__Activity list__:
1. Rewrite the section of the Café Jacqueline text starting at "Madame Jacqueline said" and ending at "in 20+ years.", replacing "David Copperfield" with "Great Expectations".
2. According to the Café Jacqueline text, at what event was the documentary Perfect Note, Perfect Taste screened?

++++ Text section ++++

Café Jacqueline, near the intersection of Grant and Union in San Francisco, has been a culinary legend for 27 years. This tiny restaurant in the heart of North Beach is the subject of a short documentary Perfect Note, Perfect Taste screened at the 2018 Napa Valley Film Festival.
Chef Jacqueline grew up in the south of France, where she learned all about cooking the old-fashioned way – everything from scratch. She learned how to harvest a rabbit, how to harvest a chicken, how to cook each one. This rigorous training was a way of life in the 1940s.
She wanted to open a flower shop or a restaurant after she came to the United States. People discouraged her from the restaurant business. She wanted to see if it would work, she said. Madame Jacqueline took nine months to put together her restaurant concept before she opened the doors. Her concept worked; 27 years later it is still working. Director Phoebe Rubin interviews Chef Jacqueline, her long-time waiter Matthew Weimer, and owners of nearby businesses who have interacted with the chef for years.
Madame Jacqueline provides continuity in a world which is changing constantly. Nothing changes in her world since 1979, when she would pull up in her white Volvo station wagon with flats and flats of eggs, which were carried to her restaurant “like jewel boxes.” She is an amazing woman who does one thing in a special way – she makes souffles.
She is described as being steadfast and pure in her aesthetic – just perfect souffles from scratch. Nothing is made until it is ordered by the customer. There is no fast food here. Her souffles are “the ultimate soul food. Her mark and her presence is in every dish, on every plate. She is an artist.”
Reference is made to something Randall Jarrell wrote – how people try to recreate the same day every day. It is that way at Café Jacqueline. Get that perfect soufflé from the kitchen to the table, as Matthew Weimer says. It is our life.
Madame Jacqueline said she loves to be read to. It is a link with her waiters. At the end of a shift at the restaurant, they read to her — Dickens novels, especially David Copperfield, and E. M. Forster. A lot of reading in 20+ years.

++++ Dataset ++++

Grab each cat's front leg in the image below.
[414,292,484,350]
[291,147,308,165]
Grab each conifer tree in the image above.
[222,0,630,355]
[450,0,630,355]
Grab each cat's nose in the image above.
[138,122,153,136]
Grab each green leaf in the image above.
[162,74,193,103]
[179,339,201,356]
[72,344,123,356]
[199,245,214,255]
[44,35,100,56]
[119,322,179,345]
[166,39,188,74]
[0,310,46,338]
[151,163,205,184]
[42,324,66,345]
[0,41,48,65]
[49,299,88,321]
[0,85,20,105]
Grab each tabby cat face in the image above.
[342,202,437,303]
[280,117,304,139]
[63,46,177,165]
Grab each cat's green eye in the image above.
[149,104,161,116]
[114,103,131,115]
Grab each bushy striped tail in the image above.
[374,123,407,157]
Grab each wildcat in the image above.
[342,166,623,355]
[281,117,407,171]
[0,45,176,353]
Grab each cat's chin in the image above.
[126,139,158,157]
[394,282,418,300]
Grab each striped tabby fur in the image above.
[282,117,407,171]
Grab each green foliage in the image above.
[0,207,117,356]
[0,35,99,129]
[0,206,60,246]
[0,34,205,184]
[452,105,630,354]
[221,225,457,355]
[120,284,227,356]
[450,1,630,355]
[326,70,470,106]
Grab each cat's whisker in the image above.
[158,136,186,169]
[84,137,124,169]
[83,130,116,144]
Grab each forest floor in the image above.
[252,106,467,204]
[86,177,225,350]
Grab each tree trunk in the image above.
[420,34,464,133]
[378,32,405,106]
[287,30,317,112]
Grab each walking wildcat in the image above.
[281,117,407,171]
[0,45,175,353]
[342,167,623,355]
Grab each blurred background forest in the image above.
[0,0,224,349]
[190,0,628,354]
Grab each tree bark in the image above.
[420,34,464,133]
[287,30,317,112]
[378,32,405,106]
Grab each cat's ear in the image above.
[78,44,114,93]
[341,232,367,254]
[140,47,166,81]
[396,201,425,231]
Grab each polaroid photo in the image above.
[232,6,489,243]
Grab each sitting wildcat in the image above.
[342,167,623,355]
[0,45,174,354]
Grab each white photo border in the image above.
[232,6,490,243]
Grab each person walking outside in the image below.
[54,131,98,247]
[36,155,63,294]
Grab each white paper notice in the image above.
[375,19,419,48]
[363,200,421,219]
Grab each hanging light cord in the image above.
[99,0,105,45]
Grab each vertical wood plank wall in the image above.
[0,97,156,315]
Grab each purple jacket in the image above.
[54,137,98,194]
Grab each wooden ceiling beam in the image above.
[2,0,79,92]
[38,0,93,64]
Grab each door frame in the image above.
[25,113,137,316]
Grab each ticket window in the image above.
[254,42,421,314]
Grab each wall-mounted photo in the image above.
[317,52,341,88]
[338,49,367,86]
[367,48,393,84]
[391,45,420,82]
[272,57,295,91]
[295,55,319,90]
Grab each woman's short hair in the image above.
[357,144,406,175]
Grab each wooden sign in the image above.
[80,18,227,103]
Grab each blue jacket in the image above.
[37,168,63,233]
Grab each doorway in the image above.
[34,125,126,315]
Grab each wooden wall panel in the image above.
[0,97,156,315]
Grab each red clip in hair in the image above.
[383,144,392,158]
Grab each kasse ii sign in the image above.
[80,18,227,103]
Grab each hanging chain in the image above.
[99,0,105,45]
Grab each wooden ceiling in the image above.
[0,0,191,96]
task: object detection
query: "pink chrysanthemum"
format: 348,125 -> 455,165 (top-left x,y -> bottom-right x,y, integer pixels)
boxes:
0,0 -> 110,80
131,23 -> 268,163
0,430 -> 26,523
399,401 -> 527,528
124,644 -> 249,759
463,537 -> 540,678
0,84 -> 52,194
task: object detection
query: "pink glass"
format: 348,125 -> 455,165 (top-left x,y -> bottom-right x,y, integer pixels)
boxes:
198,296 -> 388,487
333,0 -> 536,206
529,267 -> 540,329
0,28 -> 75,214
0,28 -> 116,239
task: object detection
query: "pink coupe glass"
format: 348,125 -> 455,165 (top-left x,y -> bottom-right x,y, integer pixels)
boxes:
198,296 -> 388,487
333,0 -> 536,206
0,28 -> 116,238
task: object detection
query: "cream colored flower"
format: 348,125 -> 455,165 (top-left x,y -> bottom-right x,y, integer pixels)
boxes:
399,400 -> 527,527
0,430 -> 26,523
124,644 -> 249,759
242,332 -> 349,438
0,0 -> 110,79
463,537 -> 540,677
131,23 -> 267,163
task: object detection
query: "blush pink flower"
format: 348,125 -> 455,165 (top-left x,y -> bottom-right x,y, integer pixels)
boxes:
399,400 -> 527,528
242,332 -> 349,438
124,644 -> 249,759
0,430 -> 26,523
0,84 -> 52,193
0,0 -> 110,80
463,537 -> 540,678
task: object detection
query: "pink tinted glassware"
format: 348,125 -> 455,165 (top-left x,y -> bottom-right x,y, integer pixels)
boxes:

++++

__Results__:
1.
Madame Jacqueline said she loves to be read to. It is a link with her waiters. At the end of a shift at the restaurant, they read to her — Dickens novels, especially Great Expectations, and E. M. Forster. A lot of reading in 20+ years.

2. The 2018 Napa Valley Film Festival.